» **GOAL OF THE EXERCISE**: Swap each "exactly one point" in the data below for "a single point", leaving all other text as it is.

Extracted data entries
- - - - -

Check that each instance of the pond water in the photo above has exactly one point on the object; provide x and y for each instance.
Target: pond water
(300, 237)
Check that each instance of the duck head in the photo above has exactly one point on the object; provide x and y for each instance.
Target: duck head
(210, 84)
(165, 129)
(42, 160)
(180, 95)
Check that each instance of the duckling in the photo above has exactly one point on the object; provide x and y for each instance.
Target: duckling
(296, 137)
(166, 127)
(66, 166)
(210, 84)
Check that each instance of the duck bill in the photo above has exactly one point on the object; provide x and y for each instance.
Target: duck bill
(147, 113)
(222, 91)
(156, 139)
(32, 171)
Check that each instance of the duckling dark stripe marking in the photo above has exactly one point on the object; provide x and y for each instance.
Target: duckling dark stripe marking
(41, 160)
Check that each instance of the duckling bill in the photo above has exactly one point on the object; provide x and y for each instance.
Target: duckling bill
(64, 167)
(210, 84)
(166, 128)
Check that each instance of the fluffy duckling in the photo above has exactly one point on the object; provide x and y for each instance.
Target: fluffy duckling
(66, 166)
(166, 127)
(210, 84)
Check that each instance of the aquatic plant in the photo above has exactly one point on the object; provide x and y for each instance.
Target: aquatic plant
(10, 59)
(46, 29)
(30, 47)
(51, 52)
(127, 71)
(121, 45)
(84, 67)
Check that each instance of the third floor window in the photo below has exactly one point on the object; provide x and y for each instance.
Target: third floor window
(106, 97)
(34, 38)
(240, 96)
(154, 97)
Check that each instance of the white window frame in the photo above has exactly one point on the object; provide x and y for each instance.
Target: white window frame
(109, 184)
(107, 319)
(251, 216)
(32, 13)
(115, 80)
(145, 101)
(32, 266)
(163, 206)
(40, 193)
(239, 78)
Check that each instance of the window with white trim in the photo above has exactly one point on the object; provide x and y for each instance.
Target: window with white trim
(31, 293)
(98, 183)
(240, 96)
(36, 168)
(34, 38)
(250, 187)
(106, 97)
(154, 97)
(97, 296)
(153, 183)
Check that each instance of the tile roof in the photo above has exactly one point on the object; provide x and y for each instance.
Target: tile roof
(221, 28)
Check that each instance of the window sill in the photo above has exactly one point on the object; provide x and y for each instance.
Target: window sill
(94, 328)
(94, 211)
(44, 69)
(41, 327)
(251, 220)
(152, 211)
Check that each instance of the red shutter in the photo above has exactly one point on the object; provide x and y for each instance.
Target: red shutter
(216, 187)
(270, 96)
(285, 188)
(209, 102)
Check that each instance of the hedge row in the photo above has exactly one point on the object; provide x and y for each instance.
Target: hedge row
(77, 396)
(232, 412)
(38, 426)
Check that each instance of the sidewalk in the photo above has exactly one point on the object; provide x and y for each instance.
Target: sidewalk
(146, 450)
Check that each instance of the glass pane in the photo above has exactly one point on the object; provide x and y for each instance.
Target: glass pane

- - - - -

» **RESULT**:
Check that each instance of the pond water in the photo above has a single point on the object; provide x and y for each instance.
Target: pond water
(300, 237)
Check that each instance of the duck head in the photo above has a single point on the object; provide x and y for each instance.
Target: duck head
(210, 84)
(165, 129)
(42, 160)
(180, 95)
Check that each instance of the duckling in the photo above has a single point on the object; provide x and y for each instance.
Target: duckling
(296, 137)
(166, 127)
(66, 166)
(210, 84)
Check that each instance of the duck bill in the photo above has a single point on the object; provide x and y for each instance.
Target: duck bill
(147, 113)
(222, 91)
(156, 139)
(32, 171)
Check that each instance of the duckling dark stripe marking in the photo above has a single point on the object; provide x and y for each instance.
Target: duckling dark stripe marking
(41, 160)
Check that each instance of the duckling bill in the photo above has a single point on the object; provide x and y for each instance.
Target: duckling bill
(64, 167)
(210, 84)
(166, 128)
Check that each instance of the fluffy duckling in the photo above has a single point on the object; provide x and y for each instance.
Target: fluffy duckling
(66, 166)
(166, 127)
(210, 84)
Check that each instance of the aquatic plant in the photo above has a single point on the object; provide x and y for each instance.
Target: aquatic plant
(10, 59)
(46, 29)
(30, 47)
(51, 52)
(127, 71)
(121, 45)
(84, 67)
Check that each instance of the third floor window in the photo below has a single point on the object; provide x and y for each instance.
Target: third floor window
(106, 97)
(34, 38)
(240, 96)
(154, 97)
Check that each instance of the white window frame in the photo above has a single point on the object; provide x and y for each instance.
Target: white window frame
(109, 184)
(107, 319)
(251, 216)
(32, 13)
(115, 80)
(145, 101)
(32, 266)
(163, 206)
(40, 193)
(239, 78)
Check that each instance of the window with white trim in the photo above has a single point on the object; provide x and y for each instance.
Target: window with white trim
(31, 293)
(98, 183)
(240, 96)
(36, 168)
(34, 38)
(250, 187)
(106, 97)
(154, 97)
(97, 296)
(153, 183)
Check that each instance of the tile roof in the photo above has a single point on the object; provide x and y for each instance.
Target: tile roof
(221, 28)
Check that each instance of the window sill in the photo above has a single point on the object; provide x and y for each instance.
Target: window sill
(94, 328)
(94, 211)
(44, 69)
(41, 327)
(251, 220)
(152, 211)
Check that each instance of the red shutter in the photo above has a single point on the object; provide x and y for each instance.
Target: red shutter
(216, 187)
(270, 96)
(285, 188)
(209, 102)
Check that each instance of the hedge row in the photo above has a single point on the object; provide x and y for each instance.
Target: hedge row
(77, 396)
(232, 412)
(38, 426)
Check that each instance of the sidewalk in the photo above has a single point on the object; provide x and y for each instance.
Target: sidewalk
(146, 450)
Check that each instance of the glass pane in the photo above has a single point on the object; provide x and y for each instance.
Target: glass pane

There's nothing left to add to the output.